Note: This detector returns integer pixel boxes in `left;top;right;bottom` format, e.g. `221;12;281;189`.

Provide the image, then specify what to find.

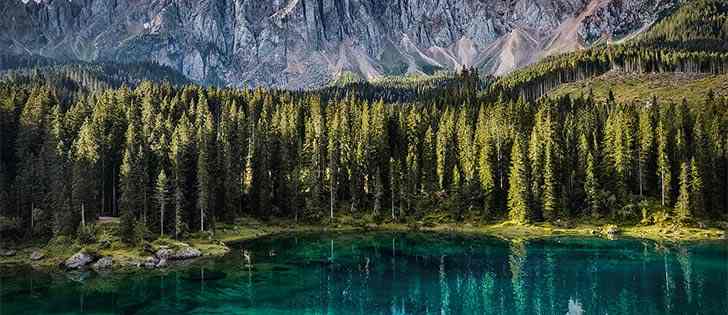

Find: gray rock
91;256;114;270
141;256;159;269
156;258;167;268
154;248;175;260
170;247;202;260
30;250;45;261
63;252;94;269
0;0;680;88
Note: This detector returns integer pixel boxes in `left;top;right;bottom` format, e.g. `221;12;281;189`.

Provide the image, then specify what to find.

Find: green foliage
76;224;96;245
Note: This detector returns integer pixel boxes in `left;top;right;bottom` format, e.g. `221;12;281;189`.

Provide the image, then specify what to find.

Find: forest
0;0;728;244
0;66;728;243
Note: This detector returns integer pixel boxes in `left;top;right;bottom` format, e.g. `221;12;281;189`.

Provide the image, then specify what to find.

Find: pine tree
475;106;495;219
170;113;196;239
197;110;214;232
637;103;657;197
690;158;705;215
508;135;531;224
155;169;174;236
436;109;455;190
420;126;437;193
542;143;559;221
675;162;693;222
71;120;99;231
120;121;146;243
584;152;601;217
656;120;671;207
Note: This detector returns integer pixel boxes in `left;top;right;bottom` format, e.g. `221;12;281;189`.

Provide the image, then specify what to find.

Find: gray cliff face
0;0;680;89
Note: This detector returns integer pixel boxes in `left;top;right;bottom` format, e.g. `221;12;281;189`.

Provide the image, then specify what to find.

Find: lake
0;233;728;315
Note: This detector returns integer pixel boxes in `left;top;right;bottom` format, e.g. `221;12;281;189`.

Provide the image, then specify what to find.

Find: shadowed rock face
0;0;681;88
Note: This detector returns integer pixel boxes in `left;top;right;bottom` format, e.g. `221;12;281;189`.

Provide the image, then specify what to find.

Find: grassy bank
0;217;727;271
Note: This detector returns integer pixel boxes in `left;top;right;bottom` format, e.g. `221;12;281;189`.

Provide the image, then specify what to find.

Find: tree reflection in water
0;233;728;315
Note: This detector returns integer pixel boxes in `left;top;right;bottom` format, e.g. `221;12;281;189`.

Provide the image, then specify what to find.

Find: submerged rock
155;258;167;268
91;256;114;270
170;247;202;260
63;252;94;269
154;247;175;260
142;256;159;269
30;250;45;261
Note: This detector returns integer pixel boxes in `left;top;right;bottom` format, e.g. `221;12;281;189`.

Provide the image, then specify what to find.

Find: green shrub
76;224;96;245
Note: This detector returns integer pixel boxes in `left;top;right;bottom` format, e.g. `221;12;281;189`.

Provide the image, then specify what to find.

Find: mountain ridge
0;0;681;89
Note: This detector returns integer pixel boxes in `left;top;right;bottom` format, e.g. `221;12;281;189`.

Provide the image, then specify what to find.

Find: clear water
0;233;728;315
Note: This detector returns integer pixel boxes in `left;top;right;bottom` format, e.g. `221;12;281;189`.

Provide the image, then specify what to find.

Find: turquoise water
0;233;728;315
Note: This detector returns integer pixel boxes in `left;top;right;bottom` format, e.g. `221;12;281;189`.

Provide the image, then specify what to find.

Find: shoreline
0;222;728;274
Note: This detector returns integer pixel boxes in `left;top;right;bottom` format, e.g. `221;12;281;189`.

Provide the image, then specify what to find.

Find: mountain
0;0;684;89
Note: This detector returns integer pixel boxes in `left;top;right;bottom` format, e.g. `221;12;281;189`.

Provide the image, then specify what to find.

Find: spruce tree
197;107;214;232
675;162;693;222
584;152;601;217
508;135;531;224
655;120;672;207
155;169;174;236
542;143;559;221
690;158;705;215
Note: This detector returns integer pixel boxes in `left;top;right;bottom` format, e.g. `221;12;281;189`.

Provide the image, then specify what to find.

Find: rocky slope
0;0;684;88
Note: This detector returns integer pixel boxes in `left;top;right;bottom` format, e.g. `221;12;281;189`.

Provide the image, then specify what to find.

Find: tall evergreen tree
508;135;531;223
675;162;693;222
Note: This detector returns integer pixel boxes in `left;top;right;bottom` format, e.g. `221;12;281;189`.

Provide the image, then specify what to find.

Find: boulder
170;247;202;260
63;252;94;269
142;256;159;269
154;248;175;260
156;258;167;268
30;250;45;261
91;256;114;270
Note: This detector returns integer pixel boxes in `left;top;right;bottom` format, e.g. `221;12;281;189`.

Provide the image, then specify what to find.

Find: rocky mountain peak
0;0;679;89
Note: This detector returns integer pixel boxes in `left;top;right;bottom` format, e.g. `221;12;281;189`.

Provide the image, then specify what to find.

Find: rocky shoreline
0;222;728;272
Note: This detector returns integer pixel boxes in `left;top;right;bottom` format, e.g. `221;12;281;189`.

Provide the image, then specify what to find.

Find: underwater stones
91;256;114;270
30;250;45;261
154;246;175;260
170;247;202;260
601;224;619;239
155;258;167;268
141;256;159;269
63;252;94;269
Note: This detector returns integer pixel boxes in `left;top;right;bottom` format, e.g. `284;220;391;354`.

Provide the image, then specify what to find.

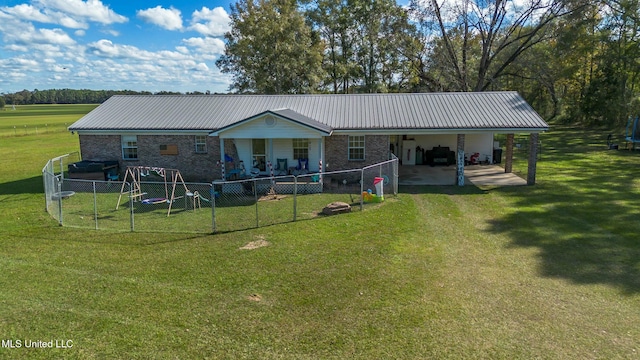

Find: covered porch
390;130;539;186
398;165;527;186
211;109;332;180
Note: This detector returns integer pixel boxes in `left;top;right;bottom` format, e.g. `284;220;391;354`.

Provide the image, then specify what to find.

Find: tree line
217;0;640;126
0;89;216;108
0;0;640;127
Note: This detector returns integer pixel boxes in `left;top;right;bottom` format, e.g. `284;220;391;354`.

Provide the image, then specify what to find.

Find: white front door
251;139;267;172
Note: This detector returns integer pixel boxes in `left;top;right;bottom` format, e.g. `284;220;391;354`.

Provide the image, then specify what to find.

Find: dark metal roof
69;92;548;132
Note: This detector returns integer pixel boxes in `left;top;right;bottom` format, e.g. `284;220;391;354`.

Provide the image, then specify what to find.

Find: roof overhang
+-------+
§ OBJETIVO DEL EJERCICIO: Busca en las filas de arriba cada línea que contenga la palabra "face" y cópiala. Se distinguen mayúsculas y minúsculas.

§ SOLUCIÓN DEL PROBLEMA:
Find: gray cliff face
Find: shadowed rock face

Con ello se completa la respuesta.